Reproduce every one of the records below line for line, leaving the pictures out.
# # # # # # #
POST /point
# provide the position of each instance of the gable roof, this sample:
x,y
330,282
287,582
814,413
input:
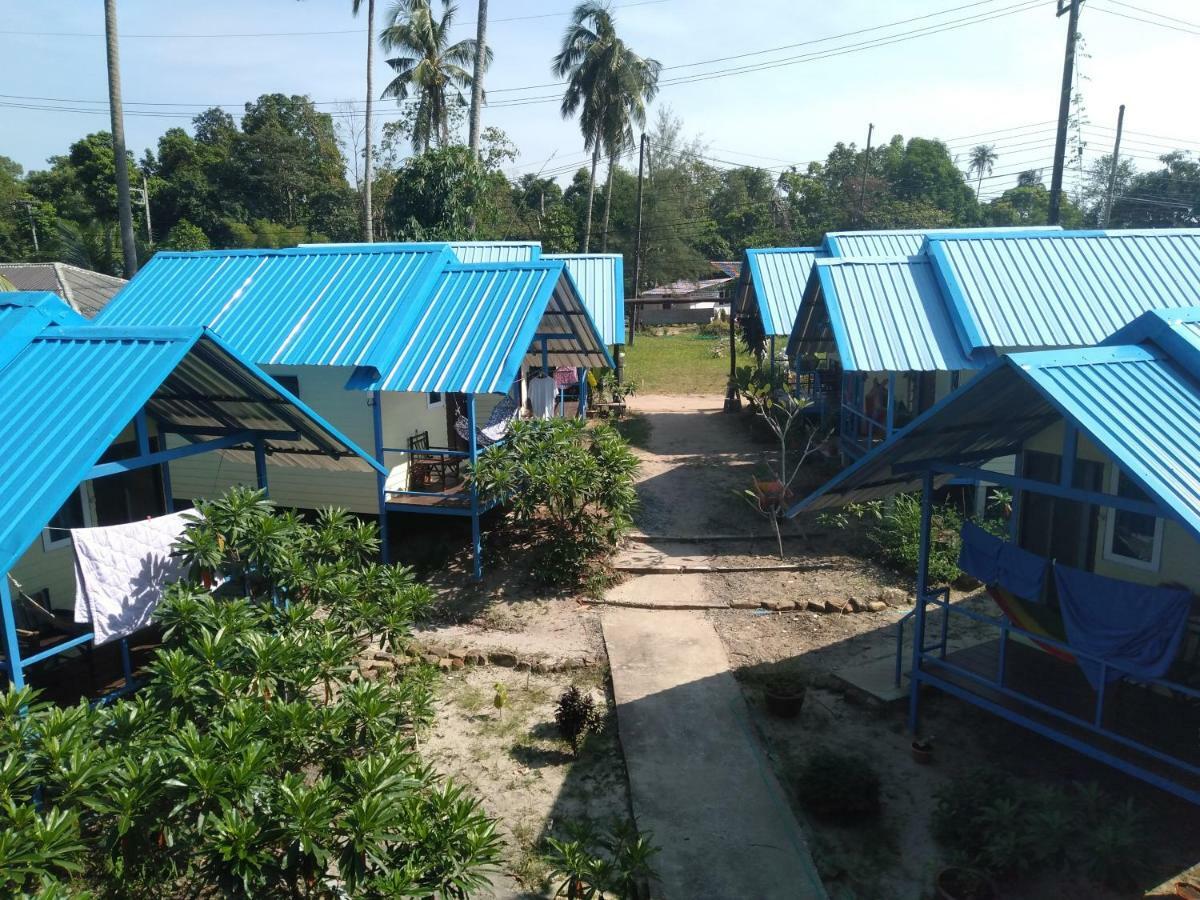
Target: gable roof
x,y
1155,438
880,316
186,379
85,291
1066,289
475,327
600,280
# # # # # # #
* _Written answer_
POST /point
# provide the position of each instance of the gable roof, this sample:
x,y
330,282
287,582
814,413
input:
Target: gable roof
x,y
1155,438
880,316
186,379
85,291
1066,289
475,327
600,280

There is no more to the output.